-- ISTRUZIONI ESERCIZIO --
• 1. Traduci in inglese questa frase del testo sulle lavoratrici cambogiane dell'abbigliamento: "Ad aprile, circa 70 lavoratrici sono rimaste ferite dopo che un camion si è ribaltato a Kampong Speu."
• 2. Secondo il testo sulle lavoratrici cambogiane dell'abbigliamento, a quanto ammonta il loro salario base mensile?
• 3. Scrivi il seguito del testo sulle lavoratrici cambogiane dell'abbigliamento, partendo dopo la sua ultima frase.

Questa è la parte più pericolosa della giornata di una lavoratrice cambogiana impiegata nell’industria dell’abbigliamento. Quando finisce un turno, queste donne non possono semplicemente rilassarsi dopo dodici ore di lavoro sfiancante a cucire vestiti per marchi come Zara, Gap e H&M — per un salario base di 140 dollari al mese (pari a circa 123 euro) più gli straordinari.

La aspetta – piuttosto – un lungo viaggio in piedi a bordo di un camion o di un pulmino pieno di gente. In una giornata fortunata, dovranno sopportare solo le vertigini provocate dalla guida folle dell’autista e dalla malnutrizione, e il caldo feroce dell’estate. O magari un temporale durante la stagione delle piogge. Se la giornata è particolarmente sfortunata, invece, potrebbe capitare un incidente.

Ad aprile, circa 70 lavoratrici sono rimaste ferite dopo che un camion si è ribaltato a Kampong Speu. Più di 7.000 lavoratori hanno riportato ferite, e in 130 sono morti negli incidenti avvenuti nel 2015.

-- ESTRATTO DATI --
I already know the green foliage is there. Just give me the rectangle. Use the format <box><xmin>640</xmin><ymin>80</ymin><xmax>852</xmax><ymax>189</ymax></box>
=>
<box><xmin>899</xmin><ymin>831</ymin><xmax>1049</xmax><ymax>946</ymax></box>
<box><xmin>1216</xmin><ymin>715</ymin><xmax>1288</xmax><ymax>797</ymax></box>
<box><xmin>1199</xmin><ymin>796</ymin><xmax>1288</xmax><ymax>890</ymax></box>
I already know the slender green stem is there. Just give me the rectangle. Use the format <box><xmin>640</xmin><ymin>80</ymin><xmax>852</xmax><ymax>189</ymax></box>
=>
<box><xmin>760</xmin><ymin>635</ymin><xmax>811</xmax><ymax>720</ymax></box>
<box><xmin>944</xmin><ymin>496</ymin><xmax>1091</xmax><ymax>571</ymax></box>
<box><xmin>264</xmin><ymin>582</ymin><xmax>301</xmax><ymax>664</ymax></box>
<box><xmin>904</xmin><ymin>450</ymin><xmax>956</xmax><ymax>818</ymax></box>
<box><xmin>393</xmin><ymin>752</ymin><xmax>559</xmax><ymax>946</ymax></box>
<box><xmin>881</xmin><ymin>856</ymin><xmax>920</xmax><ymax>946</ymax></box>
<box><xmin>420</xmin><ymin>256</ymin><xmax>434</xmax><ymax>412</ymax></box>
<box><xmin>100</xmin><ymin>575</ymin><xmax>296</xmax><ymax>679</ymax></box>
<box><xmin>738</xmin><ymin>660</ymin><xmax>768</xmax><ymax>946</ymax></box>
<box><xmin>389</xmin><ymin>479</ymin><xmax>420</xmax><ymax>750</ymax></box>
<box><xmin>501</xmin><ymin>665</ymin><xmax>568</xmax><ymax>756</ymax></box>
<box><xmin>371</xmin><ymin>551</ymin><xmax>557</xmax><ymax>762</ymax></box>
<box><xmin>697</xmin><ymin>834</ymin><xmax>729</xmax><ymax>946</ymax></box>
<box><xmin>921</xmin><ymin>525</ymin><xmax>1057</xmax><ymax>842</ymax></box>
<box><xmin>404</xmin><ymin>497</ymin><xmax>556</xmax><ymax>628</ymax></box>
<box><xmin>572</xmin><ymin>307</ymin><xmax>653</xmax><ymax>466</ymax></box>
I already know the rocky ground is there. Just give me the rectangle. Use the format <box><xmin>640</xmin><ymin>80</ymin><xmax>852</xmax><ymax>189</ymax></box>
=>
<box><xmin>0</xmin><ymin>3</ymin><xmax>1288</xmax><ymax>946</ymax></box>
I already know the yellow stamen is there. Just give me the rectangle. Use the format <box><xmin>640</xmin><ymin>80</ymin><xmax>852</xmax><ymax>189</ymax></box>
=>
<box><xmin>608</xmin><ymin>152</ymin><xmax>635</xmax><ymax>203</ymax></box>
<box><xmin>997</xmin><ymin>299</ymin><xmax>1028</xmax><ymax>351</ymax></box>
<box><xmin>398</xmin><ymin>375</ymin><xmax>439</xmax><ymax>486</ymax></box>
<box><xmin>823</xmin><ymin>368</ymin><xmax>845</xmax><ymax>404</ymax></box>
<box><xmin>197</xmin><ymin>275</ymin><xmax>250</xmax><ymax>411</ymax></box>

-- RISPOSTE AI COMPITI --
• 1. In April, about 70 women workers were injured after a truck overturned in Kampong Speu.

• 2. 140 dollari al mese, pari a circa 123 euro, più gli straordinari.

• 3.
Altri 73 sono morti nel 2014 — secondo quanto riferisce il Fondo Nazionale per la Sicurezza Sociale, un organo governativo istituito per fornire indennizzi per gli infortuni sul luogo di lavoro.

“Il numero di fabbriche e di lavoratori nell’industria sono cresciuti nel corso degli anni, così come il numero dei veicoli per strada,” afferma William Conklin, il direttore per la Cambogia di Solidarity Center, una ONG che si occupa dei diritti internazionali del lavoro.

L’anno scorso la Cambogia ha esportato vestiti per oltre 5 miliardi di dollari (circa 4,4 miliardi di euro). Ma Conklin riferisce che nonostante il boom, poco è stato fatto per migliorare le condizioni di trasporto degli operai.

Le fabbriche danno ai loro dipendenti un’indennità di viaggio pari a 7 dollari (poco più di 6 euro). Spesso però finiscono per spenderne di più per i raffazzonati servizi di trasporto offerti da conducenti proprietari dello stesso veicolo. “Per loro [i conducenti], più persone salgono a bordo del loro mezzo, più guadagnano,” spiega. “A loro non importa la sicurezza, ma solo arrivare a fine mese.”

Lavoratori Garment mentre lasciano la fabbriga Sangwoo di Kampong Speu, Cambogia (Poppy McPherson)

I veicoli sono vecchi e sovraffollati, e viaggiano a velocità sostenuta. I passeggeri salgono e scendono nel mezzo della strada, giusto pochi secondi prima che il camion si rimetta a sbandare.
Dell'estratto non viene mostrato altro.